Dataset excerpt
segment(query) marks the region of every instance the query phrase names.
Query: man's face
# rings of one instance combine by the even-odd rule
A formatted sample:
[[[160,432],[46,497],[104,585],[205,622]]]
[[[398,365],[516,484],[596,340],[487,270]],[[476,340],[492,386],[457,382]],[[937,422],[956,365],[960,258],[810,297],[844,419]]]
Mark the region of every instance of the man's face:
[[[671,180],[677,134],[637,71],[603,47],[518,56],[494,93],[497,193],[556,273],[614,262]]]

--

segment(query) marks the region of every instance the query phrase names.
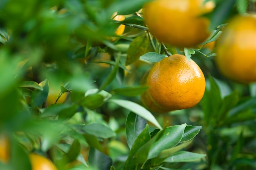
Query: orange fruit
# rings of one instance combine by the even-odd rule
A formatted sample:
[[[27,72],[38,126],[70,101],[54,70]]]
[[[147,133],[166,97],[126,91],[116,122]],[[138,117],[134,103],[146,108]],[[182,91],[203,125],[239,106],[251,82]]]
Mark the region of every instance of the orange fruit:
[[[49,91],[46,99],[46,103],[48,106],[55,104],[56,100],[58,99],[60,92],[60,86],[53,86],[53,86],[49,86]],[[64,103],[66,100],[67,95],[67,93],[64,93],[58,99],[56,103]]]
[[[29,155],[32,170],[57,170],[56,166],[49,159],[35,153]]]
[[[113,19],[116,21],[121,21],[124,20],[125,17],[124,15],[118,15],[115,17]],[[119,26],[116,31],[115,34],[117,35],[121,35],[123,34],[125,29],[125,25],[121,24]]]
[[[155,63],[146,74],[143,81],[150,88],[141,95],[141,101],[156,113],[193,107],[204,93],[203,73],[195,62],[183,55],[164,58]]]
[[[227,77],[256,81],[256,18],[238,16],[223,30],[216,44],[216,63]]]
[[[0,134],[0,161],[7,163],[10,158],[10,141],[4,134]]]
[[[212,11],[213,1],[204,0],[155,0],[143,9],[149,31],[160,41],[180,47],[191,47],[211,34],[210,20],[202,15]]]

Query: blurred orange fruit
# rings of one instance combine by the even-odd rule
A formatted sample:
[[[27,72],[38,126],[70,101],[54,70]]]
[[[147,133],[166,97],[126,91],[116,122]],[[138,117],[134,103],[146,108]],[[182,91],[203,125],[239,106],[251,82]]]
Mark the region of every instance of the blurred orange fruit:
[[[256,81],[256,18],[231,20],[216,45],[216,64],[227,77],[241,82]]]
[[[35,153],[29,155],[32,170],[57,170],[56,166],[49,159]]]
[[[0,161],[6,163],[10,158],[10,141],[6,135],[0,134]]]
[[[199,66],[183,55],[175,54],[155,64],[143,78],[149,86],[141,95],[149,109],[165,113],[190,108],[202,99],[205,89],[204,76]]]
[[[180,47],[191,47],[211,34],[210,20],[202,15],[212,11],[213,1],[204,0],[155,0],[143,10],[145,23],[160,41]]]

...

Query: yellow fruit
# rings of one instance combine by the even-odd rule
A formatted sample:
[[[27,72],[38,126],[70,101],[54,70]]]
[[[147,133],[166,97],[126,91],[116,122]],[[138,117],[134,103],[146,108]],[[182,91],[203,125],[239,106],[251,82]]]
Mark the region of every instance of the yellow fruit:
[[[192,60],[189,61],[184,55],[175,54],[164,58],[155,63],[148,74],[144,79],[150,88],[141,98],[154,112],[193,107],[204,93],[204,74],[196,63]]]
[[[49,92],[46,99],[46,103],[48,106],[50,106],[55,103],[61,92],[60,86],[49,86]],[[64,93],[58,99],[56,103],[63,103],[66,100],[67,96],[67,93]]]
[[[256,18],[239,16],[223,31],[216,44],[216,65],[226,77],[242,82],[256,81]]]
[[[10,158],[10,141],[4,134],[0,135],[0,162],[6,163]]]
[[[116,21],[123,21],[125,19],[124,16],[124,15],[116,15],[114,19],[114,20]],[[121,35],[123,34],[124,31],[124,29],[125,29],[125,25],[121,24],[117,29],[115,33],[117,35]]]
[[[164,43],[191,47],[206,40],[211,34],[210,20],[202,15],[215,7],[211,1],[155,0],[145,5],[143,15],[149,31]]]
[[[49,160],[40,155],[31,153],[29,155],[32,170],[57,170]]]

_Your instructions_.
Update the material from the line containing "Query: yellow fruit" through the line containing "[[[49,160],[40,155],[31,153],[29,155],[32,170],[57,170]]]", both included, by changing "yellow" to "green" and keeping everything else the same. Give back only those lines.

_Task solution_.
Query: green fruit
# rings of one instance combine by the even-odd rule
A formatted sample:
[[[27,72],[38,126],[70,101],[54,70]]]
[[[147,133],[166,97],[126,91],[116,122]],[[138,117],[134,103],[146,108]],[[182,91],[203,125],[239,106],[251,82]]]
Mark the region of every instance of the green fruit:
[[[192,60],[189,61],[184,55],[175,54],[164,58],[155,63],[148,74],[144,79],[150,88],[141,98],[154,112],[193,107],[204,93],[204,74],[196,63]]]
[[[49,92],[46,99],[46,103],[48,106],[50,106],[55,103],[61,92],[60,86],[49,86]],[[64,93],[58,99],[56,103],[63,103],[66,100],[67,96],[67,93]]]
[[[256,18],[239,16],[223,31],[216,44],[216,65],[226,77],[242,82],[256,81]]]
[[[10,158],[10,141],[4,134],[0,135],[0,162],[6,163]]]
[[[116,21],[123,21],[125,19],[124,16],[124,15],[116,15],[114,19],[114,20]],[[121,35],[123,34],[124,31],[124,29],[125,29],[125,25],[121,24],[117,29],[115,33],[117,35]]]
[[[164,43],[191,47],[206,40],[211,34],[210,20],[202,15],[215,7],[211,1],[155,0],[145,5],[143,15],[149,31]]]
[[[49,160],[40,155],[31,153],[29,155],[32,170],[57,170]]]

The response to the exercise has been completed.